• Dataset:
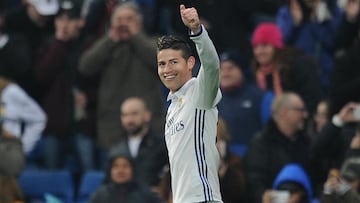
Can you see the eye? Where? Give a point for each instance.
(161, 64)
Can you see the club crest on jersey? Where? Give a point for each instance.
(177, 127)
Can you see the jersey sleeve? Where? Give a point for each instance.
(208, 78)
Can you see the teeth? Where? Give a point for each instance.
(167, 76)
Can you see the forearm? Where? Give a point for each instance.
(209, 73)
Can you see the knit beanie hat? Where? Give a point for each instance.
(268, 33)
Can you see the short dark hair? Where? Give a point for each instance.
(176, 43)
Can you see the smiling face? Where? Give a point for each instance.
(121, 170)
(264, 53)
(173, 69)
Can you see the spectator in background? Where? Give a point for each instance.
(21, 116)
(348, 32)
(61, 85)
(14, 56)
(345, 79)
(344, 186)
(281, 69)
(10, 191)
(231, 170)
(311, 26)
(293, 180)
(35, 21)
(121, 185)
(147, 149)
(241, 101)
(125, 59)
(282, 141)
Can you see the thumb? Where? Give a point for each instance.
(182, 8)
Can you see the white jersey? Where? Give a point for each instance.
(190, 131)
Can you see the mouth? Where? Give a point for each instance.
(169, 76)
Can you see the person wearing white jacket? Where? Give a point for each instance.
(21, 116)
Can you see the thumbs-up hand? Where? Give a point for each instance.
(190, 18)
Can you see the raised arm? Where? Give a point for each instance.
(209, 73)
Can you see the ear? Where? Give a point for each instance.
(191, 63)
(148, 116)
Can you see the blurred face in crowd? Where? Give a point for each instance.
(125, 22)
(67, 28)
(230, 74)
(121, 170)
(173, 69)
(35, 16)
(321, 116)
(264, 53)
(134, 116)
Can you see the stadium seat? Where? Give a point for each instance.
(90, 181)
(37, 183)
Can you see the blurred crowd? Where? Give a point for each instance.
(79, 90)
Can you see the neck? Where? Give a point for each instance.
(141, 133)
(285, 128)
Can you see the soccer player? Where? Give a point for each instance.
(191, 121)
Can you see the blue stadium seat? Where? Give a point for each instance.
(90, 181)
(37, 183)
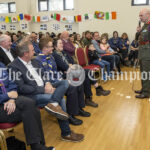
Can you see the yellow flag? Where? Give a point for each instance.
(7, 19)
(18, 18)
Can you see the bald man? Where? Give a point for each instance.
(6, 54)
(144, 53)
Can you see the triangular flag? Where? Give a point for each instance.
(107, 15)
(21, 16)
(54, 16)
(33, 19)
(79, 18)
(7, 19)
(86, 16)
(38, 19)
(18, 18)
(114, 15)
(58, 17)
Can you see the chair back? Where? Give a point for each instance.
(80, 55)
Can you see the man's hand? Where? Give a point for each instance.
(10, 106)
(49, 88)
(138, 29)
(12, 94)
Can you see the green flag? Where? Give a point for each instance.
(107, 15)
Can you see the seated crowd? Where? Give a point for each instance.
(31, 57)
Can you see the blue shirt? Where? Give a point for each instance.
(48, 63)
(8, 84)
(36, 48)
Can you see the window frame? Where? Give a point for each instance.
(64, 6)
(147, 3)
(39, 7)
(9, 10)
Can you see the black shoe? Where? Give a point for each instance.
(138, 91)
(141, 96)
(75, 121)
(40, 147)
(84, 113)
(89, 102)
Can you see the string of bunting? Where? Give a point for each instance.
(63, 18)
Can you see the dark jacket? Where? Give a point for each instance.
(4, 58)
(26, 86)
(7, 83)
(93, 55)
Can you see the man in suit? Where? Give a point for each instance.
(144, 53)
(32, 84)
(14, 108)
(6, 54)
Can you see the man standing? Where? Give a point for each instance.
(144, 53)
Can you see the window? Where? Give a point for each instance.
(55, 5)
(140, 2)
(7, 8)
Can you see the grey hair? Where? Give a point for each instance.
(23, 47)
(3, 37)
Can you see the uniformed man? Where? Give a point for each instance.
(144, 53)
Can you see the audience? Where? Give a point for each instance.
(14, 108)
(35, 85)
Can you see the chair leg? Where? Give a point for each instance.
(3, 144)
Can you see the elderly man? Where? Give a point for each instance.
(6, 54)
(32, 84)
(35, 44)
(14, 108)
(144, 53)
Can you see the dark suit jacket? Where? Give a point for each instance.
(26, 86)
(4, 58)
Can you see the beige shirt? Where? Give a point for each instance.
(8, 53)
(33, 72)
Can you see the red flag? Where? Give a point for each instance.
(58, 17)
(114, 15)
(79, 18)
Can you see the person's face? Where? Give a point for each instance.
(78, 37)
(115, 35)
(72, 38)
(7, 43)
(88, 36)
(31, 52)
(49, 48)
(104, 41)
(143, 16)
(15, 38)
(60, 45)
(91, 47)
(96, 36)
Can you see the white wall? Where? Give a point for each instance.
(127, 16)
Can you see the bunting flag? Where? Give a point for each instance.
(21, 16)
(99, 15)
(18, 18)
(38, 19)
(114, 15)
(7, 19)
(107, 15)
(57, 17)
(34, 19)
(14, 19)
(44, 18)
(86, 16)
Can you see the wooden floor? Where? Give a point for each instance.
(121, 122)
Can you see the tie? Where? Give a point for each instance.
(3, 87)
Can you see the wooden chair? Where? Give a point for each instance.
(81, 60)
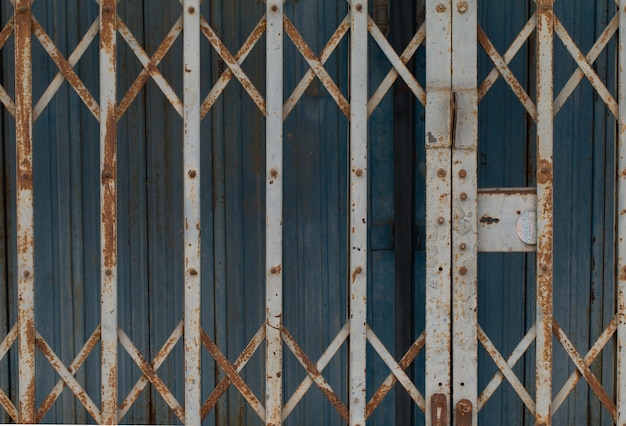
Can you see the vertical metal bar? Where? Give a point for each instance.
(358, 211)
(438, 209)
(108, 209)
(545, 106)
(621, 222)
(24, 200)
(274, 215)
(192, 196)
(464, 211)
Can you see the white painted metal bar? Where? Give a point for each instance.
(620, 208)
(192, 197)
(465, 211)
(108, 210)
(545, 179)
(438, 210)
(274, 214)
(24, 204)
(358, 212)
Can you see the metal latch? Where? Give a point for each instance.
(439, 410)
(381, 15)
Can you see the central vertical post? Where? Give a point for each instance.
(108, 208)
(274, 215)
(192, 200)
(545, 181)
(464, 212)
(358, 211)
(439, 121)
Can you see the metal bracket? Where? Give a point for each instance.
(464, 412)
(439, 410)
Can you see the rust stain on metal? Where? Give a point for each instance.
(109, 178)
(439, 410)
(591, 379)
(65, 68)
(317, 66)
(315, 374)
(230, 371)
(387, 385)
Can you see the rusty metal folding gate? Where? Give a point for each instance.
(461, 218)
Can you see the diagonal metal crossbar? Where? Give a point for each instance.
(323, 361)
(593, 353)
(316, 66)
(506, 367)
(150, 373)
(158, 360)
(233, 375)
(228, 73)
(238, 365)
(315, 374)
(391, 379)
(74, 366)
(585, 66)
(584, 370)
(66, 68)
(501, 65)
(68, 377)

• Your goal: Could you transcribe the records above exactly, leaving out any pictures?

• Answer to this task:
Can you see the eye? Where? Give a point for each instance.
(161, 64)
Can you see the club crest on jersey? Where? Give a point for each instance.
(177, 127)
Can you see the jersey sleeve? Where? Give a point for each instance.
(208, 78)
Can you see the teeth? Where? Give a point for each instance.
(167, 76)
Can you see the forearm? Where? Give a point for each instance.
(209, 73)
Can you see the knit beanie hat? Where? Give a point for each instance.
(268, 33)
Can you see the short dark hair? Where? Give a point for each instance.
(176, 43)
Can you see the smiling face? Where? Give a point for each instance.
(121, 170)
(264, 53)
(173, 69)
Can you see the spectator in background? Where? Give a point for each instance.
(21, 116)
(348, 32)
(61, 85)
(14, 56)
(345, 79)
(344, 186)
(281, 69)
(10, 191)
(231, 170)
(311, 26)
(293, 180)
(35, 21)
(121, 185)
(147, 149)
(241, 101)
(125, 59)
(282, 141)
Can you see the thumb? Where? Give a point for each instance.
(182, 8)
Can you see the white jersey? Where? Give a point for each instance.
(190, 131)
Can you see the mouth? Where? Give a point for each instance.
(169, 76)
Can you see the person wearing white jacket? Where? Give a point for each instance.
(21, 116)
Can you see the thumbs-up hand? Where? Give a point for each instance.
(190, 18)
Can you see the raised arm? Where? Give a point for each instance.
(209, 73)
Can you see the ear? Where? Give a point for each instance.
(191, 63)
(148, 116)
Can you see the blurred face in crowd? Where? Give a point for each instance.
(125, 22)
(67, 28)
(230, 74)
(121, 170)
(173, 69)
(35, 16)
(321, 116)
(264, 53)
(134, 116)
Can you see the stadium seat? Where? Give a point for each instance.
(90, 181)
(37, 183)
Can you see the blurred crowd? Where? Give a point for each instance.
(79, 90)
Can you see the neck? Where? Give a point for each instance.
(141, 133)
(285, 128)
Can you see the soccer player? Where? Give a point for each instance.
(191, 121)
Can you see the blue stadium seat? Where? Give a point for each instance.
(90, 181)
(37, 183)
Can you see the yellow flag? Where? Give a point for each instance.
(7, 19)
(18, 18)
Can you see the bald man? Where? Give a point for each instance.
(6, 54)
(144, 53)
Can you see the triangular flag? Where? Give a point for each instance.
(107, 15)
(21, 16)
(54, 16)
(33, 19)
(79, 18)
(7, 19)
(86, 16)
(38, 19)
(18, 18)
(114, 15)
(58, 17)
Can you see the chair back? Where? Give a point for each instance.
(80, 55)
Can you see the man's hand? Where? Give a point for each instance.
(10, 106)
(49, 88)
(138, 29)
(12, 94)
Can you see the green flag? Where? Give a point for each instance.
(107, 15)
Can you see the seated crowd? Where? Give a point for each instance.
(31, 57)
Can you see the blue shirt? Where? Give a point for each instance.
(48, 63)
(8, 84)
(36, 48)
Can you see the window frame? Where? Give a point for each instance.
(64, 6)
(147, 3)
(39, 7)
(9, 10)
Can you see the black shoe? Where? Give a point for each instance.
(138, 91)
(141, 96)
(75, 121)
(40, 147)
(84, 113)
(89, 102)
Can you see the string of bunting? Where? Give a point for each instance.
(63, 18)
Can you see the dark jacket? Where? Give a point for each instance.
(4, 58)
(26, 86)
(7, 83)
(93, 55)
Can you see the man in suit? Where? Give a point for each instance.
(144, 53)
(32, 84)
(14, 108)
(6, 54)
Can you see the man standing? Where? Give a point for each instance.
(144, 53)
Can you see the window? Where? Give a point for each instance.
(55, 5)
(140, 2)
(7, 8)
Can you see the grey hair? Where? Give a point for each instance.
(23, 47)
(3, 37)
Can you see the uniformed man? Where? Give a point for each instance.
(144, 53)
Can you see the audience? Where? Give a point for each instance.
(14, 108)
(35, 85)
Can you see the chair leg? Where? Give a point for each instance.
(3, 144)
Can you see the elderly man? Where? Give a point for each instance.
(6, 54)
(32, 84)
(35, 44)
(14, 108)
(144, 53)
Can you see the dark suit jacket? Where? Give a point for each instance.
(26, 86)
(4, 58)
Can you see the beige shirt? Where? Give a point for each instance.
(8, 53)
(33, 72)
Can you see the red flag? Where? Give a point for each instance.
(58, 17)
(114, 15)
(79, 18)
Can you see the person's face? Where? Give a point for each instance.
(78, 37)
(115, 35)
(72, 38)
(7, 43)
(88, 36)
(31, 52)
(49, 48)
(104, 41)
(143, 16)
(15, 38)
(60, 45)
(91, 47)
(96, 36)
Can you see the white wall? Where? Give a point for each instance.
(127, 16)
Can you see the bunting flag? Where? Give a point for each instance.
(21, 16)
(99, 15)
(18, 18)
(38, 19)
(114, 15)
(7, 19)
(107, 15)
(57, 17)
(34, 19)
(14, 19)
(44, 18)
(86, 16)
Can you see the wooden floor? Where? Give a point for each instance.
(121, 122)
Can you see the tie? Where? Give a point for each instance.
(3, 87)
Can you see the wooden chair? Where? Give a point for each instance.
(81, 60)
Can you see the vertical metal bar? Where? Give a point for each instance.
(358, 211)
(438, 209)
(108, 209)
(545, 106)
(621, 222)
(24, 200)
(274, 215)
(192, 196)
(464, 211)
Can you see the white painted metal bar? Where? Give a point for each instance.
(620, 208)
(192, 197)
(465, 211)
(108, 210)
(545, 179)
(438, 210)
(274, 214)
(24, 204)
(358, 212)
Can you see the metal latch? Where? Give a point for each instance.
(439, 410)
(381, 15)
Can you see the central vertical post? Where? Give a point for each instance.
(108, 208)
(274, 215)
(192, 200)
(545, 181)
(464, 212)
(358, 211)
(439, 121)
Can you see the metal bracket? Where? Give a point for each instance.
(464, 412)
(439, 410)
Can you see the rust stain on metal? Where? Give a point for each instance.
(109, 178)
(439, 410)
(591, 379)
(65, 68)
(317, 66)
(315, 374)
(230, 371)
(387, 385)
Can you see the rusty metal folding gate? Where? Give a point for each instance.
(461, 218)
Can you see the diagonal metal crossbar? Where? Give a point for each instance.
(323, 361)
(593, 353)
(316, 66)
(506, 367)
(150, 373)
(158, 360)
(233, 375)
(228, 73)
(238, 365)
(315, 374)
(391, 379)
(74, 366)
(585, 66)
(584, 370)
(66, 68)
(501, 65)
(68, 377)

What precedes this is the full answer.